DATA EXTRACT
******************************

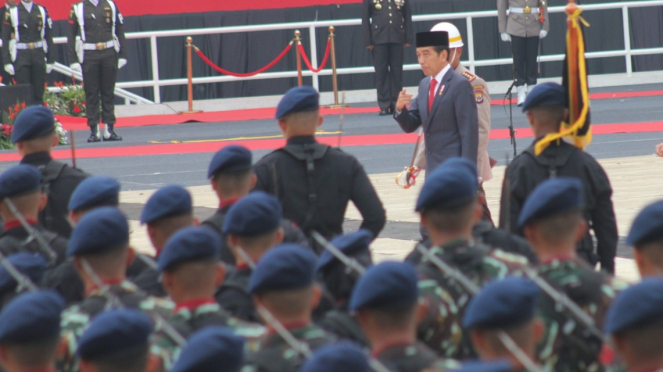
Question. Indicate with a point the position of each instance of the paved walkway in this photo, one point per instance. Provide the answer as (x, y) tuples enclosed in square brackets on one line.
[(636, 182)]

******************************

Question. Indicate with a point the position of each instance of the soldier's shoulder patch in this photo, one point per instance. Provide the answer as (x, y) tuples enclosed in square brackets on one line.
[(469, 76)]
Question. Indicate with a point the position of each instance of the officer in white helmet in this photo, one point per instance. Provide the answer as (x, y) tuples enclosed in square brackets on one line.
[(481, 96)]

******************************

WHAT IS NEEDED
Format the material as a Markdown table with the columns Row and Line, starting at the line that contains "of the paved" and stopping after the line that contains "[(636, 182)]", with one row per line and blank lines left out.

CORRECT RESULT
| Row | Line |
|---|---|
| 1 | Question. Indicate with a point the position of each instance of the paved walkway in this photo, one point per instance. Provide the answer as (x, y) tuples enclosed in square brackets on one line. |
| 2 | [(636, 182)] |